▶ **Selected passage**
* START *

Given a video with 30 frames per second and a 120-Hz monitor/projector, firstly, each frame F is extended to four sub-frames, F 1, F 2, F 3, and F 4. To stamp the binary AR tag, T, on the frame, the concept of watermarking technology is utilized to process the sub-frame F 3 with T to obtain the marked results \( {\overline{F}}_3 \) by the following steps. Figure 4 demonstrates the AR frame generation procedure.

Fig. 4
figure 4

The AR frames generation procedure

Step 1: Let \( {F}_3^{AR} \) be the selected smoothing region of the sub-frame F 3.

Step 2: According to the block size of \( {F}_3^{AR} \), the AR tag T is resized to correspond with the same size of \( {F}_3^{AR} \).

Step 3: Let \( {F}_3^{AR}\left(x,y\right) \) and T(x, y) be the coordinate position (x, y) of \( {F}_3^{AR} \) and T, respectively. Here, the value of T(x, y) = 0 that represents the value of T(x, y) is black, and T(x, y) = 1 that indicates the value of T(x, y) is white. The binary AR tag T(x, y) thereby can be concealed into the corresponding \( {F}_3^{AR}\left(x,y\right) \) with a weight ω according to the formula:

$$ {\overline{F}}_3^{AR}\left(x,y\right)=\left\{\begin{array}{l}\omega \times {F}_3^{AR}\left(x,y\right),\kern0.5em \mathrm{if}\ T\left(x,y\right)=0,\\ {}{F}_3^{AR}\left(x,y\right),\kern0.5em \mathrm{if}\ T\left(x,y\right)=1.\end{array}\right. $$

The value of ω is selected by the user’s demand and ranged within [0, 1]. The marked sub-frame \( {\overline{F}}_3 \) thereby can be derived by containing the result \( {\overline{F}}_3^{AR} \).

* END *

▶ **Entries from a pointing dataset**
* START *

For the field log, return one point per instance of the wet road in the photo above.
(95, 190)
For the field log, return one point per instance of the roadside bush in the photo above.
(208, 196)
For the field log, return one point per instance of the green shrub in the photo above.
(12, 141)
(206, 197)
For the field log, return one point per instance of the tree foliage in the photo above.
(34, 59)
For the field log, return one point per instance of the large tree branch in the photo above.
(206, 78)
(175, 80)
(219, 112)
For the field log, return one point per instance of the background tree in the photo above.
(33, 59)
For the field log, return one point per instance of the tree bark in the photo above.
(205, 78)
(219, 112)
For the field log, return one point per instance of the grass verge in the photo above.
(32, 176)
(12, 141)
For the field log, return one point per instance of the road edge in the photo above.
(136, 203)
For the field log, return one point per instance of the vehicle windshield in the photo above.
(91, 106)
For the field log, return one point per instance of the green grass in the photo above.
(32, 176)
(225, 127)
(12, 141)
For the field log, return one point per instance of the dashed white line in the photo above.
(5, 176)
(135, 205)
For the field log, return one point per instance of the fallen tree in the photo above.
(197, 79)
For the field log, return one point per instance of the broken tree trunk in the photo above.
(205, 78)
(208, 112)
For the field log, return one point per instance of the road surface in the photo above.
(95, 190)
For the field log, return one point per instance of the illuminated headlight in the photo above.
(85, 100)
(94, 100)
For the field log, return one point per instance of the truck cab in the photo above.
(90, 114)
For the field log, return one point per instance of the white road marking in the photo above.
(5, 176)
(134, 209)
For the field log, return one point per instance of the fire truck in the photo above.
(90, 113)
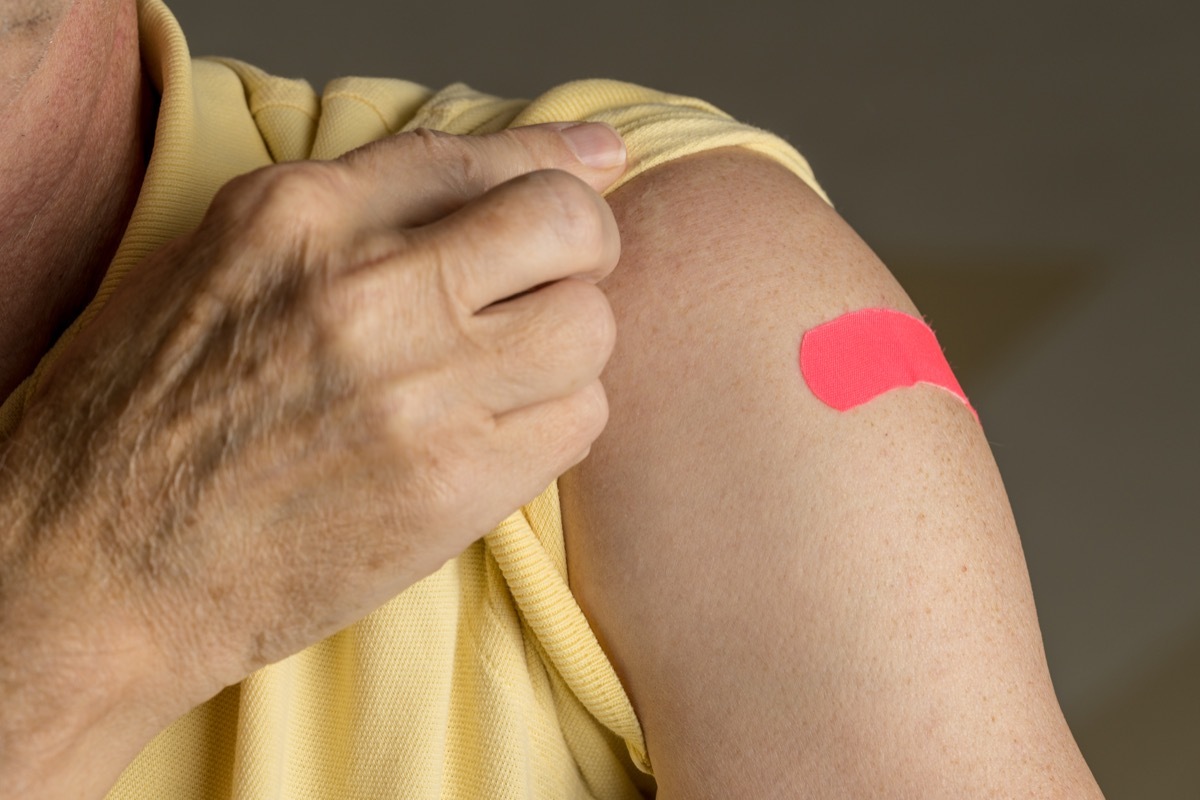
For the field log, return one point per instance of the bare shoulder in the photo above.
(801, 601)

* END *

▶ **Work to do**
1. Decide whether each statement agrees with the passage on AR frame generation, answering yes or no and quoting the words that settle it: (a) Each video frame is split into four sub-frames. (b) The AR tag is applied to sub-frame F 1. (c) The weight ω may be greater than 1.
2. Using the passage on AR frame generation, answer these:
(a) What frame rate does the video have?
(b) Which color does T(x, y) = 1 indicate?
(c) What determines the value of ω?

▶ **Written answers**
1.
(a) Yes: "each frame F is extended to four sub-frames"
(b) No: "to process the sub-frame F 3 with T"
(c) No: "ranged within [0, 1]"

2.
(a) 30 frames per second
(b) White
(c) The user's demand